El de Covent Garden, aunque más pequeño que el de la Ópera, está mucho mejor proporcionado que aquél, más cómodo y mejor dispuesto, y, á mi entender, es el ménos malo de Londres. Estos dos tienen cada uno dos salas con sus chimeneas, donde los espectadores van á pasearse y hacer tiempo en los entreactos é interrupciones del espectáculo; pero en ninguna de estas piezas hay gusto ni magnificencia; en ninguna he visto (como sucede en París) inmortalizados en mármoles aquellos célebres autores dramáticos que ilustraron á la nacion con sus escritos. Shakespeare, Congreve, Dryden, Otway, Wicherley, no han logrado una estatua ni un monumento en estos santuarios de las Musas, donde tantas veces se representan sus obras con aplauso y entusiasmo público. El espíritu de avaricia sórdida, que preside á la administracion de los teatros ingleses, no ha podido concebir esta idea de generosidad y de justo reconocimiento á la memoria de tan grandes hombres.

El pequeño teatro de Hay Market es de lo peor que he visto: la forma de la sala es un cuadrilongo; las escaleras y pasillos son tan estrechos, que apénas caben dos personas de frente por ellos, y al abrirse las puertas de los palcos, quedan atajados enteramente; no tiene piezas accesorias para el uso del público; todo él es de madera, escaleras, pisos, techos, paredes y divisiones; todo es pobre, mezquino, incómodo, indigno de una córte como la de Londres, y nada proporcionado á disculpar la vanidad inglesa, que juzga de buena fe que todo lo de este país es lo mejor del mundo. El

teatro de la Cruz de Madrid, tan justamente criticado, es cosa excelente si se compara con el pequeño de Hay Market. Ni éste ni los dos otros pueden competir en nada con los buenos de Francia.

Cuando asiste el Rey con su familia, se pone un dosel ó colgadura en el aposento que ocupa, y en lo restante del año se alquila al público, como todos los demas.

Nadie preside por parte del Gobierno á los espectáculos : esto se mira como contrario á la libertad. Las puertas se guardan con centinelas; pero dentro de la sala no hay ninguna.

El modo con que se iluminan las salas de espectáculo es muy malo: consiste en una multitud de arañas de cristal, colocadas de trecho en trecho, pendientes de unas palomillas, fijas en los postes de los aposentos ó en su antepecho. Resulta de aquí, en primer lugar, demasiada luz en la sala, que amenora y destruye la del teatro, y confunde el efecto que deberia producir el claro y obscuro de las decoraciones; en segundo, la incomodidad que produce á los asistentes la multitud de llamas y los reflejos de los cristales, que les hieren la vista por todas partes; y en tercero, el calor y el humo que reciben los que están en los aposentos, teniendo debajo, á una vara de distancia, las luces de las arañas. En Francia alumbran las salas del teatro con una grande araña, que forma un círculo de luces, pendiente en medio del techo y muy alta, evitándose de esta manera todos los inconvenientes que se acaban de expresar.

Filas proporcionadas.
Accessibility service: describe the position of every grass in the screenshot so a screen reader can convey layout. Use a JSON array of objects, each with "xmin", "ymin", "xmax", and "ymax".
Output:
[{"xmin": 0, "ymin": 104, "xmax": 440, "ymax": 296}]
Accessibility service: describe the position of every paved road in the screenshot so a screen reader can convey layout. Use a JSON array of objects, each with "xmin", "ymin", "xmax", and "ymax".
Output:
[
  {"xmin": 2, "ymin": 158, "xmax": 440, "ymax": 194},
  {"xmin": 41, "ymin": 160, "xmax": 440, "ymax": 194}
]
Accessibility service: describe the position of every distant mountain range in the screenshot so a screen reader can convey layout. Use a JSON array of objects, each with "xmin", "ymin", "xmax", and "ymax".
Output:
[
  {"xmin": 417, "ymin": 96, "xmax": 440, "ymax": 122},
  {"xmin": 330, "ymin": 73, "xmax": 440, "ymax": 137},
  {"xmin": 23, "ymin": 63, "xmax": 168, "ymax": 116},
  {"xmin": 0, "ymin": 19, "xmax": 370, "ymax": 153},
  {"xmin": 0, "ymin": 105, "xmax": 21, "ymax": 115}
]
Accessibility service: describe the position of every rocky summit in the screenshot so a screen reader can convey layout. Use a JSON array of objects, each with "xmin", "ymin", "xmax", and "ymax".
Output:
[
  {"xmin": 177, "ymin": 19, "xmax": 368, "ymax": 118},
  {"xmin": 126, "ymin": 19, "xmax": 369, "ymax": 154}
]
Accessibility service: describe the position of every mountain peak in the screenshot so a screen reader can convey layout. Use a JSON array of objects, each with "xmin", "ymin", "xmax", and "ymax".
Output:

En qué consiste. Edita el tramo del fragmento sobre los teatros de Londres que va desde "Nadie preside por" hasta "no hay ninguna." y sustituye en él "centinelas" por "guardias".

Resultado esperado.
Nadie preside por parte del Gobierno á los espectáculos : esto se mira como contrario á la libertad. Las puertas se guardan con guardias; pero dentro de la sala no hay ninguna.